How did I come to lead a Creative Life? Was it by accident? Was it genetic? Or was I led to this kind of life by some grand design?
I have no answers except to say that being lucky enough to find inspiration has a lot to do with it.
Inspiration is a lot like flowers. You can go for days without seeing any flowers and then all of a sudden, you turn an unknown corner and find an enormous, grassy field covered in red and purple, or instead, you find one forgotten, dirty-pink bloom by the side of the road. Sometimes one blossom is all it takes. One tiny spark of inspiration can be enough to create a masterpiece.
When I was a child, there was an endless stream of smiling elderly relatives who came to visit without bringing gifts. Instead they brought stories. When they weren’t visiting, they were traveling and they told me about places I could hardly imagine: Russia, Lapland, Persia. They talked about their misadventures, and it always seemed to me that the worst mishaps made the best stories, the kind that had everyone laughing.
In winter, my great-aunt Ruth and I used to sit in the old fashioned parlor by the fire and compose poetry in our heads. We played with Haiku as if it was a game but the game was over when the fire burned out. We never wrote anything down. Like the fire, our poems lived for only one evening.
On days when no one was visiting, my mother would sit me outside on the front steps alone and lock the heavy front door. I had nothing to do and no one to talk to, so I made up stories in my head. I imagined all the places I had only heard of and planned my future travels. My imagination was my best friend.
Later I wrote and painted and sang and danced. No one told me that the Creative Life was fraught with perils like poverty and rejection. But I discovered I could get used to anything. I waited until I was nineteen to start traveling. I worked my way around the world as a teacher and journalist. And that’s when I discovered that my greatest inspirations came from the exotic, the unusual and anything I didn’t fully understand. I dabbled in philosophy and religion, mythology and the erotic. Like a thirsty child, I drank it all in. I found my rich fields of flowers and my forgotten lonely blooms.
The Creative Life is not an easy one and I’m not sure if mine is an accident or not, but I can say that my life is filled with ten million lucky sparks of inspiration. And somehow that is reward enough.

























In your childhood,you imbibed the art of story telling and as an adult you honed skills in the craft. .You are my favorite and I wish you all the best.
Thanks my friend. Lots of love to you!

****

- [REQUIRED TASKS]:
**1)** According to the essay on the Creative Life, why did the writer make up stories while sitting on the front steps?
**2)** Reproduce the essay on the Creative Life from "How did I come" up to and including "do with it.".
Work only from the essay on the Creative Life.

- [RECORDED DATA]:
****

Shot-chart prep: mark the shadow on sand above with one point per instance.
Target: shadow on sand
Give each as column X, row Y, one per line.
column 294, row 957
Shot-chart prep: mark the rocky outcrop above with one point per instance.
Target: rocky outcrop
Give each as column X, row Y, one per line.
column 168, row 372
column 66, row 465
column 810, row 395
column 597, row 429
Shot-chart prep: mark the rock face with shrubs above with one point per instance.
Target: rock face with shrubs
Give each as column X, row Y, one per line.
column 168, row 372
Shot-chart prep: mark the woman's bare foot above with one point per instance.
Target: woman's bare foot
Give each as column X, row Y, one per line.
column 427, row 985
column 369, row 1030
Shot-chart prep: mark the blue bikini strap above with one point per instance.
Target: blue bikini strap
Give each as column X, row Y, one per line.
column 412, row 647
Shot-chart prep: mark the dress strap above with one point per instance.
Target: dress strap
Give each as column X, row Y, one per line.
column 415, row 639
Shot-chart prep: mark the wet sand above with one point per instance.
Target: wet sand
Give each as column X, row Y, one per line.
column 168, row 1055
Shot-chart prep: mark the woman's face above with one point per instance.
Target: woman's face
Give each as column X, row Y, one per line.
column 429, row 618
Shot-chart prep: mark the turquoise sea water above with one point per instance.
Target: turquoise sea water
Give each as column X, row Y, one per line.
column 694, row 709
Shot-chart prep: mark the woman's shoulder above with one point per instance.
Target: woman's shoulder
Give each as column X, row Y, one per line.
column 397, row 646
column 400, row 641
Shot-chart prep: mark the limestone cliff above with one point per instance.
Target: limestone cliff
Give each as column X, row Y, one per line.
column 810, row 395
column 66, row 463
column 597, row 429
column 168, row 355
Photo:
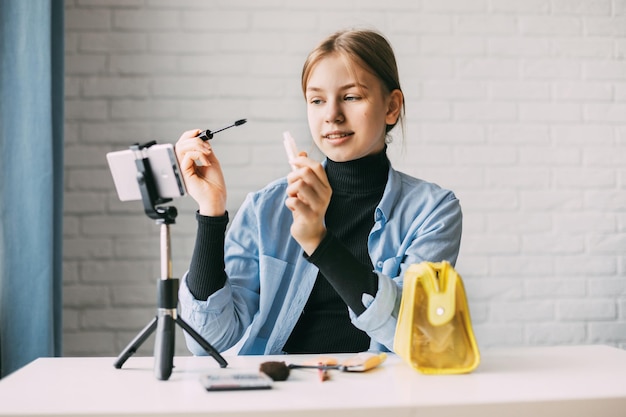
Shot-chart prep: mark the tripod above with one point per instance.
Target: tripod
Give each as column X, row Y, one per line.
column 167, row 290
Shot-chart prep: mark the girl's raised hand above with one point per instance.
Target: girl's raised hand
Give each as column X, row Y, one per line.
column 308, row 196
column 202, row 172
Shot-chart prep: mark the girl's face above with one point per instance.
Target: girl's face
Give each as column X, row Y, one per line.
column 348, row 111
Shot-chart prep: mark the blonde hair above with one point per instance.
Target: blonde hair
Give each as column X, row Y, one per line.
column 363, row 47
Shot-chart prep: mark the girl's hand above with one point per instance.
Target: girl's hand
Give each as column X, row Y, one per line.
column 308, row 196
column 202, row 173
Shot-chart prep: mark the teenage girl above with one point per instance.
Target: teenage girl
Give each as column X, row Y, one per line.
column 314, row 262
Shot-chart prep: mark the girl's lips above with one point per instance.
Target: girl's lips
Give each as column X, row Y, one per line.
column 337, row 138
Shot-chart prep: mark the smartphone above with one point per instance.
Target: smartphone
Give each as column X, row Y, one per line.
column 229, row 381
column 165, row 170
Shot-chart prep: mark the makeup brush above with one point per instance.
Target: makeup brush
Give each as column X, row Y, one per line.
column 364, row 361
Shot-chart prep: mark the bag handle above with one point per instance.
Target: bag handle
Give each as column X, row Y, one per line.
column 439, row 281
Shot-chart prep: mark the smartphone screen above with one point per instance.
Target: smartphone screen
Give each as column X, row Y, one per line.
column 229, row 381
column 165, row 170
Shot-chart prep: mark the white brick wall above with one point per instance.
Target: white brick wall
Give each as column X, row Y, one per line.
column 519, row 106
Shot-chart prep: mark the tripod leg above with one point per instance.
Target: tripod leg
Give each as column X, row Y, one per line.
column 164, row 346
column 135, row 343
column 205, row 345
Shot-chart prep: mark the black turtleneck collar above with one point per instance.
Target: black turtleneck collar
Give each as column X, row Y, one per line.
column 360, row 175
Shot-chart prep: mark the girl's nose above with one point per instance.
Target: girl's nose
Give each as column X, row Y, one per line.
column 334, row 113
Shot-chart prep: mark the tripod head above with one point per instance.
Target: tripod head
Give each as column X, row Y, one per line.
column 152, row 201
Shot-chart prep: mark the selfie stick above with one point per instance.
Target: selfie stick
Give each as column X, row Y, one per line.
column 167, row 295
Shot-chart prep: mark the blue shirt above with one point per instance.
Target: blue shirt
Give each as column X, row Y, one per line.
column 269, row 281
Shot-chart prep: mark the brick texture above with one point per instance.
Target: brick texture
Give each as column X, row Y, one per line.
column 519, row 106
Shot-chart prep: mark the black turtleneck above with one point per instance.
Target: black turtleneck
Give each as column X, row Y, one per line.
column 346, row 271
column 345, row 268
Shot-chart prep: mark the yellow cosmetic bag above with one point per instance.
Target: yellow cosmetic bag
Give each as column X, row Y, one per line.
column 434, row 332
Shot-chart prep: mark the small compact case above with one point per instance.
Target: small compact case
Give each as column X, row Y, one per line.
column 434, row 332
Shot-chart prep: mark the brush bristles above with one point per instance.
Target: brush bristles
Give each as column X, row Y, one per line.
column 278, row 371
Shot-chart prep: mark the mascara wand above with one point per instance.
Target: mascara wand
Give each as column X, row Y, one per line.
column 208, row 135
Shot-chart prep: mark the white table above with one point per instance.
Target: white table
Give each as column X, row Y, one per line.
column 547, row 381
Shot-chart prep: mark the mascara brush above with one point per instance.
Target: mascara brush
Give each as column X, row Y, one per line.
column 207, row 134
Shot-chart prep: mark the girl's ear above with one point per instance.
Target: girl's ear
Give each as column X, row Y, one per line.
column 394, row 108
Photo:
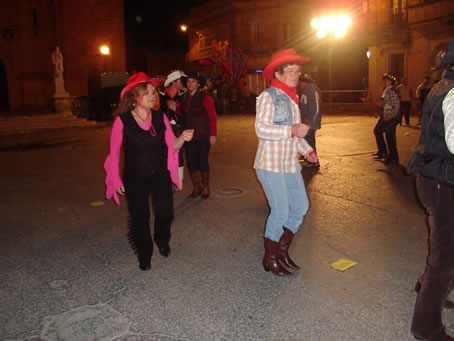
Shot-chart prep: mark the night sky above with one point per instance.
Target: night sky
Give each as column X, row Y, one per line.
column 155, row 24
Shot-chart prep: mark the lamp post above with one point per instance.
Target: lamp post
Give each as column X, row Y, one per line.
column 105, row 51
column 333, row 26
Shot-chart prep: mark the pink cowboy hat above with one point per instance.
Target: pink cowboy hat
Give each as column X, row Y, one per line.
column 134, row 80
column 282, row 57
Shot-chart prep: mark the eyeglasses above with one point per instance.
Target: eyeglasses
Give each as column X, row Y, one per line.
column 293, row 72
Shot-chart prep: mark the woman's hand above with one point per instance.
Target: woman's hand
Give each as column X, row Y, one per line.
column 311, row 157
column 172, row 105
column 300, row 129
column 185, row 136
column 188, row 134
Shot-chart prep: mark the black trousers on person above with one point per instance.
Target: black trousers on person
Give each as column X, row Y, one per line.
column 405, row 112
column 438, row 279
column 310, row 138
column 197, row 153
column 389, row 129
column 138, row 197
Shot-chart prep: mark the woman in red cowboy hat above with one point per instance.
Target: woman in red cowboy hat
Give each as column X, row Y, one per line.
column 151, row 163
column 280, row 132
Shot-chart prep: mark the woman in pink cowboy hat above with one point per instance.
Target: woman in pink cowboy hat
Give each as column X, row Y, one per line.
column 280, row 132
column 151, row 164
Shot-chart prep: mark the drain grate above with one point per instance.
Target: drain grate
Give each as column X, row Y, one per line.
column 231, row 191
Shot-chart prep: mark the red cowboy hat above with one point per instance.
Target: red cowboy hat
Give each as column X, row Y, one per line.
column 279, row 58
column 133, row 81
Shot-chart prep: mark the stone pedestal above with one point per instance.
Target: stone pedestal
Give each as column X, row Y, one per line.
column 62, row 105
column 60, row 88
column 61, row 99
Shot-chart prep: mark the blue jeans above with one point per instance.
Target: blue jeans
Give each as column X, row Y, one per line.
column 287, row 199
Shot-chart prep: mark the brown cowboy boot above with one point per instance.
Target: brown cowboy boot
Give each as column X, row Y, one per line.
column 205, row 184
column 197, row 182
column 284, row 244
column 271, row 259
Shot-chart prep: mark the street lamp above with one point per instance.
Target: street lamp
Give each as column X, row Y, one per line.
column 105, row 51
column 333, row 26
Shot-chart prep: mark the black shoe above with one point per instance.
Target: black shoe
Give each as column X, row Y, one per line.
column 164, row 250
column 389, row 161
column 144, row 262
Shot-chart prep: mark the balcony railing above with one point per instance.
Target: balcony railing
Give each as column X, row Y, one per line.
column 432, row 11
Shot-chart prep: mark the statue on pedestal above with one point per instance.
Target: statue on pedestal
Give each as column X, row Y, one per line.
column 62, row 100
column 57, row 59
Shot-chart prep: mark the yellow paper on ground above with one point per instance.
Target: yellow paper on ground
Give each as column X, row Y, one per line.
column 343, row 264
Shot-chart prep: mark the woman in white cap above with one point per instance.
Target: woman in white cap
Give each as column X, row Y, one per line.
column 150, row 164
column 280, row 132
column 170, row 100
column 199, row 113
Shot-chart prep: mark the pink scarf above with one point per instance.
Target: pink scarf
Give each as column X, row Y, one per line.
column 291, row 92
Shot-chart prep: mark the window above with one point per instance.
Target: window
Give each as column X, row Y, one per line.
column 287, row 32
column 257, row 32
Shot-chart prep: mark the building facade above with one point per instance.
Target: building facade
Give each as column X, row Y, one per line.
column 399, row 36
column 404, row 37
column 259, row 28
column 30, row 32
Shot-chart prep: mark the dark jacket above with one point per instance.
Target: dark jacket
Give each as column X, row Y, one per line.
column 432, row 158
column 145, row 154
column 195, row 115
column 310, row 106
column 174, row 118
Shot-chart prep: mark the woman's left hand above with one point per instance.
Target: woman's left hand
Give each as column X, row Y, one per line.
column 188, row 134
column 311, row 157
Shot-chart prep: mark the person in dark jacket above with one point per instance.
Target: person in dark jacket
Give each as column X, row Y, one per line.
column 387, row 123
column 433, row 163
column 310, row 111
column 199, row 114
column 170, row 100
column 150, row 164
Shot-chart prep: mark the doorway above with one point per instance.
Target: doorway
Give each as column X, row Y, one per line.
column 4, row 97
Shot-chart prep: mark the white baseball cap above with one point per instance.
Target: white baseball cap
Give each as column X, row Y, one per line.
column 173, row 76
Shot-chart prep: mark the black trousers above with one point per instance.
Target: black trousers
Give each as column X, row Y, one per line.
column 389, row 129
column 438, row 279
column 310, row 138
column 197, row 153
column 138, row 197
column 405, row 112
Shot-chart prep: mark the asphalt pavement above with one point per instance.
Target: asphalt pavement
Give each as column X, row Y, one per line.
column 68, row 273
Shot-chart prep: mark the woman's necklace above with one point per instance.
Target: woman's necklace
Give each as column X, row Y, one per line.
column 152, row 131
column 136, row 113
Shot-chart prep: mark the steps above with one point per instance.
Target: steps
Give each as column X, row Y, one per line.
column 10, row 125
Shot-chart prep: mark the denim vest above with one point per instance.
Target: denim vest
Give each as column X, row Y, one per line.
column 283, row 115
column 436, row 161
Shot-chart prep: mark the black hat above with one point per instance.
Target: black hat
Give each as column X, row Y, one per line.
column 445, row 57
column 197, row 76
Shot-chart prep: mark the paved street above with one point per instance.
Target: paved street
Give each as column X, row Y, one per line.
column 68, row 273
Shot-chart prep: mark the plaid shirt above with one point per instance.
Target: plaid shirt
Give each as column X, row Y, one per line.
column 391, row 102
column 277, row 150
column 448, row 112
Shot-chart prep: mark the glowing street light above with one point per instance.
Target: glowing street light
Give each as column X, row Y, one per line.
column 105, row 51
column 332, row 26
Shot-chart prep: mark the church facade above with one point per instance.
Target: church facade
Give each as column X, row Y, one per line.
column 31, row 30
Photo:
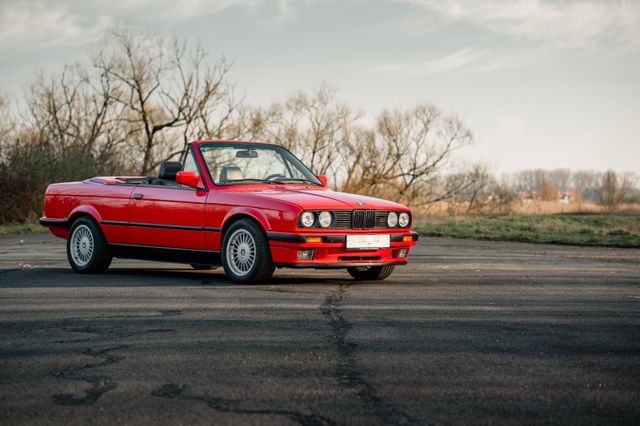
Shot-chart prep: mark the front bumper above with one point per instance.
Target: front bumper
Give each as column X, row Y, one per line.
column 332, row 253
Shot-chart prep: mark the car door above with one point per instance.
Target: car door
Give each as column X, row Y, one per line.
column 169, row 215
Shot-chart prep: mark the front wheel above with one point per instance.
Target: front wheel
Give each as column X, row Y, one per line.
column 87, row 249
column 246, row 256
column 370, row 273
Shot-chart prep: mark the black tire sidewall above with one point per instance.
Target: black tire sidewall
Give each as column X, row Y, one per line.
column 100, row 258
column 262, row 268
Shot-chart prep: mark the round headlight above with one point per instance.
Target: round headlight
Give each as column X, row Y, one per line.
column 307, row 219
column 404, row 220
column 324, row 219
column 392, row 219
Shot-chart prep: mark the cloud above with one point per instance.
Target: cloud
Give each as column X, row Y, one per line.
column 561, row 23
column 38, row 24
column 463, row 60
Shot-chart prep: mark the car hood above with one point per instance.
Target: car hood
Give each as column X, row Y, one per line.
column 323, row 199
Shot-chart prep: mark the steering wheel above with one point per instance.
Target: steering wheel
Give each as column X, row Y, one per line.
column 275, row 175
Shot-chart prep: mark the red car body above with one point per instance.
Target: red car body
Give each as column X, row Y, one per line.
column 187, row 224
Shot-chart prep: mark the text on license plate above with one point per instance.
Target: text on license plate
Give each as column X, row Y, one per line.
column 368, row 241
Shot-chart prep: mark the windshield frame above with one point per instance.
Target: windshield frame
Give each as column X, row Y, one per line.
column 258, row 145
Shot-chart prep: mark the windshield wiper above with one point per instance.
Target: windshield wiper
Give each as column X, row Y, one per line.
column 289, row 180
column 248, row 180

****

- [LIST OF ANSWERS]:
**1)** The writer made up stories because, locked outside alone on the front steps, there was nothing to do and no one to talk to.

**2)**
How did I come to lead a Creative Life? Was it by accident? Was it genetic? Or was I led to this kind of life by some grand design?
I have no answers except to say that being lucky enough to find inspiration has a lot to do with it.